Kitchen Confidence Man (#140)
The Charlie School of Thought (#142)

The Ball's In His Court (#141)

It was a strangely warm, grey-clouded Tuesday, and the fluorescent lights at Target were the brightest seen all day. The aisles sparkled with metallic Christmas gear--ornaments, wreaths, stockings, plastic trees in various sizes pre-strung with little white bulbs. "Issth-muss, issth-muss time iz here," rang out the speakers--or was that my memory of Charlie singing the Chipmunk Song yesterday?

We were there for mundane items--shampoo, Shout, a plastic mattress cover--and walked out with a super-sized hackysack: "I want" said Charlie when I showed it to him, and promptly rolled atop it on his stomach. He chose a jigsaw of Ernie in the tub and Elmo in his PJ's over a slightly damaged box with Chicken Little and three three-eyed blob aliens. But the giant knit ball was the thing.

Charlie did not ask either for "Barney wideos" or "green drink" (a Sprite) at this Target trip. He often chains getting a specific item or doing some specific thing to a certain place and "go Target" has been tantamount to "standing for a long time in the video/DVD section" and then "running to the refrigerator case" for the drink. This afternoon, Charlie held onto my mom's arm and leaned against her as we walked past the aisles from where he has often required firm coaxing to leave. He reached for the new ball in the car, and ran upstairs with it when the therapist (whom he had been waiting for in the front yard) came to work on his reading program and his activity schedule. He called clearly--alertly--for the bathroom on his own and ran in.

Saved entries

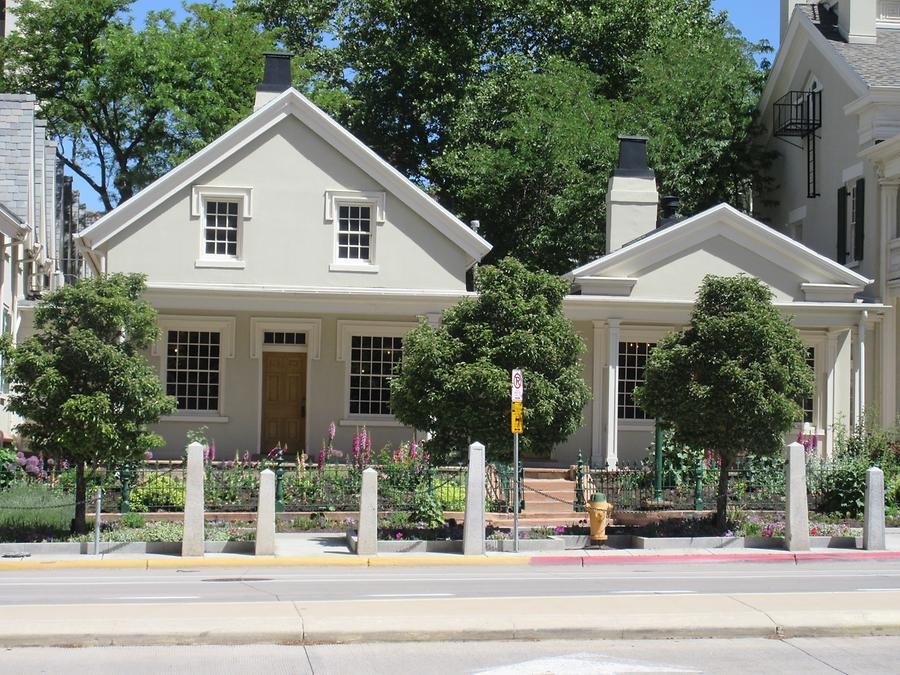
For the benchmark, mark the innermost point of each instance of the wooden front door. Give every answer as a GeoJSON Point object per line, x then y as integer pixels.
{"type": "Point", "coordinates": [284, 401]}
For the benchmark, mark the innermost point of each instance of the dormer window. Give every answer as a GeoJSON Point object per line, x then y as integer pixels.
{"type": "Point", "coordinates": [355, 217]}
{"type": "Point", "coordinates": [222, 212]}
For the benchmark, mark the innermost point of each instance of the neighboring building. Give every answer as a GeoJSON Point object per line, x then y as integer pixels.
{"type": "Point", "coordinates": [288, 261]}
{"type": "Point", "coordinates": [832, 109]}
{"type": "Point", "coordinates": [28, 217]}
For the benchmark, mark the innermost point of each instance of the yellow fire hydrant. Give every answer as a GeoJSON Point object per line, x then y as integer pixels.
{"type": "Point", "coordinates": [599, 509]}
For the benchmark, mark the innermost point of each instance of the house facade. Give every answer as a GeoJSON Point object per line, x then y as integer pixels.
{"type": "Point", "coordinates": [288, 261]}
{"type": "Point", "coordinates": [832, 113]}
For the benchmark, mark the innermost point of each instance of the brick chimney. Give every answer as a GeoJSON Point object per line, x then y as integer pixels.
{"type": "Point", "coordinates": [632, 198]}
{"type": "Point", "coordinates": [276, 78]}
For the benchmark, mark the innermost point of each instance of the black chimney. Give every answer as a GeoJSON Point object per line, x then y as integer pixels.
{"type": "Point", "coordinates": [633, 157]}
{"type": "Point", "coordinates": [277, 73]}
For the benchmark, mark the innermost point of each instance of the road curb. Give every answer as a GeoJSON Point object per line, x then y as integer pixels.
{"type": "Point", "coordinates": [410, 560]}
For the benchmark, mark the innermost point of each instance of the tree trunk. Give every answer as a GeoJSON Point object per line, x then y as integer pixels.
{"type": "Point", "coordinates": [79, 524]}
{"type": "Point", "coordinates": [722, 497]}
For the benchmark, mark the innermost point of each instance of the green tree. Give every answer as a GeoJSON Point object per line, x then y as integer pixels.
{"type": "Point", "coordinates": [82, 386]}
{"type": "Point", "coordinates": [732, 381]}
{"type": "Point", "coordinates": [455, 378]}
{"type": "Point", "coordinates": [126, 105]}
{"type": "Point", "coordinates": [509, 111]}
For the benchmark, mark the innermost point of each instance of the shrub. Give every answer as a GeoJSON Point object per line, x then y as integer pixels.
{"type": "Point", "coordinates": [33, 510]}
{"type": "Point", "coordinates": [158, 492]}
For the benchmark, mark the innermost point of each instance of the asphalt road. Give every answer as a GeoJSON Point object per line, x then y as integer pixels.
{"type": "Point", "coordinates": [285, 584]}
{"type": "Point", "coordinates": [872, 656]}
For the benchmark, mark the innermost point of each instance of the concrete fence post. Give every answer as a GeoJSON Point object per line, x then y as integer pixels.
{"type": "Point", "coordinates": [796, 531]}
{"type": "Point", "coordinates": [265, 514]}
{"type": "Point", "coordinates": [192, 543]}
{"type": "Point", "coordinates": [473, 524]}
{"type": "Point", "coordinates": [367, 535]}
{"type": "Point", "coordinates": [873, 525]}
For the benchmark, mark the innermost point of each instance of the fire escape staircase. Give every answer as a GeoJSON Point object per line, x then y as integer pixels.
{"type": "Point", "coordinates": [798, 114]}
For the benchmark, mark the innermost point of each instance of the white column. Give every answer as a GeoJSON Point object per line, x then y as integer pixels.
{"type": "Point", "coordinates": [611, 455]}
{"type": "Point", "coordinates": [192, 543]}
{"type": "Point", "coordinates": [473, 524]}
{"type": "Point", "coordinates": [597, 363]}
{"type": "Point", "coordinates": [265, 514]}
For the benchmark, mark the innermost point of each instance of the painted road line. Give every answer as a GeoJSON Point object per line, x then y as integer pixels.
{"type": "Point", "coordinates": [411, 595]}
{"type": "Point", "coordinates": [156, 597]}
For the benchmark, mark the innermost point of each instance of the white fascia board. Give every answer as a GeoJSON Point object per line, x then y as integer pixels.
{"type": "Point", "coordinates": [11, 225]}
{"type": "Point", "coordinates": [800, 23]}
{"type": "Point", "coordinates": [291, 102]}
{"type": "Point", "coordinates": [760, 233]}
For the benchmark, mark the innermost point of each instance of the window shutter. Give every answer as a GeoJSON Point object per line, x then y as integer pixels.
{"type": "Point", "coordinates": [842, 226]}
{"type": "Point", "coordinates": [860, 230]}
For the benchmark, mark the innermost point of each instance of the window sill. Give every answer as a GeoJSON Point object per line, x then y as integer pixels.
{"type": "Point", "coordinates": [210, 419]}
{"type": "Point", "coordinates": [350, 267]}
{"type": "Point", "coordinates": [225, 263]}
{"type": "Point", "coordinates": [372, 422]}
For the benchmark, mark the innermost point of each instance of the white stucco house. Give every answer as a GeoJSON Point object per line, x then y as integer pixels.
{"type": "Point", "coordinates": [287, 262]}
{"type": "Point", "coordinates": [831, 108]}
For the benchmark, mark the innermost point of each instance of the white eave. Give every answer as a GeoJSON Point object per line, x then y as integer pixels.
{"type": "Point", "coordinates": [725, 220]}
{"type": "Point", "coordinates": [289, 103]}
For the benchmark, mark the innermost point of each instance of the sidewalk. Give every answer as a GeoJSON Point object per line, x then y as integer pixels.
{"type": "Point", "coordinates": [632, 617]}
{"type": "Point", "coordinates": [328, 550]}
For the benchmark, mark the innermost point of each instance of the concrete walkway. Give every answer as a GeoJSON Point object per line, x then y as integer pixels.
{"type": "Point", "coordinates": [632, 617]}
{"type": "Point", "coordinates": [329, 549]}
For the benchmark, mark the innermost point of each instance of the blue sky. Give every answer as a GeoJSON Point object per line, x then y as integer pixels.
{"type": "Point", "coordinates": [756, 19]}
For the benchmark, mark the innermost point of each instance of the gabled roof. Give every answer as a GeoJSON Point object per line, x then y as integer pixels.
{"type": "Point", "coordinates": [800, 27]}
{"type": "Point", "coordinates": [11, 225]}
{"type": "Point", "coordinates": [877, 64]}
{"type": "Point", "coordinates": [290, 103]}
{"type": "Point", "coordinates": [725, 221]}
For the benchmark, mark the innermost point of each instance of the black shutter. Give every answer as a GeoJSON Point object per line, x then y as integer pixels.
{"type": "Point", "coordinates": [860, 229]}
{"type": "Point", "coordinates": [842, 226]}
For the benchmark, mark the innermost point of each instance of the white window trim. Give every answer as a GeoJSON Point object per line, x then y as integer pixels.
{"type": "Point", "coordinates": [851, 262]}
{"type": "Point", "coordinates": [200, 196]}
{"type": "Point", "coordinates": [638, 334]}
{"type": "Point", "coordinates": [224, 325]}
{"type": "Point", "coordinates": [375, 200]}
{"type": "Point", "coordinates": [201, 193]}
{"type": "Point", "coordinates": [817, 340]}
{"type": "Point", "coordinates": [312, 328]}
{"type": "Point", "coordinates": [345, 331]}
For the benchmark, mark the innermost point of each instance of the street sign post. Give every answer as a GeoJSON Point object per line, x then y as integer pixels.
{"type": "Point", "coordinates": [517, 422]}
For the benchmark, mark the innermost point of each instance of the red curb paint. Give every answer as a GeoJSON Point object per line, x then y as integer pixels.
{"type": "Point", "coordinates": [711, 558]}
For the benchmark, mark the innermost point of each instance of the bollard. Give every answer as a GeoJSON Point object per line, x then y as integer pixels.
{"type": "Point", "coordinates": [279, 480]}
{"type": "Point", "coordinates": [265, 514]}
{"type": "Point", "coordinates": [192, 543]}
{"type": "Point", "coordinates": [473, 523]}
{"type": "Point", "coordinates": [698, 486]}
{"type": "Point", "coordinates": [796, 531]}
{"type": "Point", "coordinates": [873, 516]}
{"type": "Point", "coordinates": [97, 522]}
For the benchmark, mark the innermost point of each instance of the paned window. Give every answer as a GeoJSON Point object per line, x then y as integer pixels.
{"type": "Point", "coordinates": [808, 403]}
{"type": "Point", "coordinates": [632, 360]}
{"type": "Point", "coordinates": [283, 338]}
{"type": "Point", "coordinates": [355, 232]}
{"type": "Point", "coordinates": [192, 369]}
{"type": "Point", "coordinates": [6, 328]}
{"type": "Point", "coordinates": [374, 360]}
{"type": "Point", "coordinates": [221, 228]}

__EXERCISE 1__. Reproduce the post about Charlie's Target trip, everything from "The Charlie School" down to "was the thing.".
__EXERCISE 2__. In the post about Charlie's Target trip, what name does Charlie use for a Sprite?
__EXERCISE 3__. Carry on with the post about Charlie's Target trip from where it stops.

__WRITTEN ANSWER 1__.
The Charlie School of Thought (#142)

The Ball's In His Court (#141)

It was a strangely warm, grey-clouded Tuesday, and the fluorescent lights at Target were the brightest seen all day. The aisles sparkled with metallic Christmas gear--ornaments, wreaths, stockings, plastic trees in various sizes pre-strung with little white bulbs. "Issth-muss, issth-muss time iz here," rang out the speakers--or was that my memory of Charlie singing the Chipmunk Song yesterday?

We were there for mundane items--shampoo, Shout, a plastic mattress cover--and walked out with a super-sized hackysack: "I want" said Charlie when I showed it to him, and promptly rolled atop it on his stomach. He chose a jigsaw of Ernie in the tub and Elmo in his PJ's over a slightly damaged box with Chicken Little and three three-eyed blob aliens. But the giant knit ball was the thing.

__WRITTEN ANSWER 2__. Green drink.

__WRITTEN ANSWER 3__.
I am never quite sure whether Charlie will like a toy or not; Jim and I have learned to show him to see the fun in anything, from bike-riding to brushing his teeth. This does require us to be reasonably good bad actors ("Charlie! Coolest thing ever!" when I first bought him his boomwhackers two years ago.) My mom and I put our heads together to help him put together a 3-D chameleon puzzle (she studied the instructions, I fiddled with the pieces in their slots, Charlie poked and pushed and gripped the little green plastic lizard tightly as he made his runs round the room). He fell asleep peacefully before 10pm, after we had sat quietly on the couch together and listened to "Amazing Grace," another song Charlie sings so clearly, purely, simply.

You just have to send the ball Charlie's way, to give him the chance and know that he can manage to bear the burden of proof of all that he can learn, do, and be; how a day with Charlie makes the ordinary very, very special, indeed.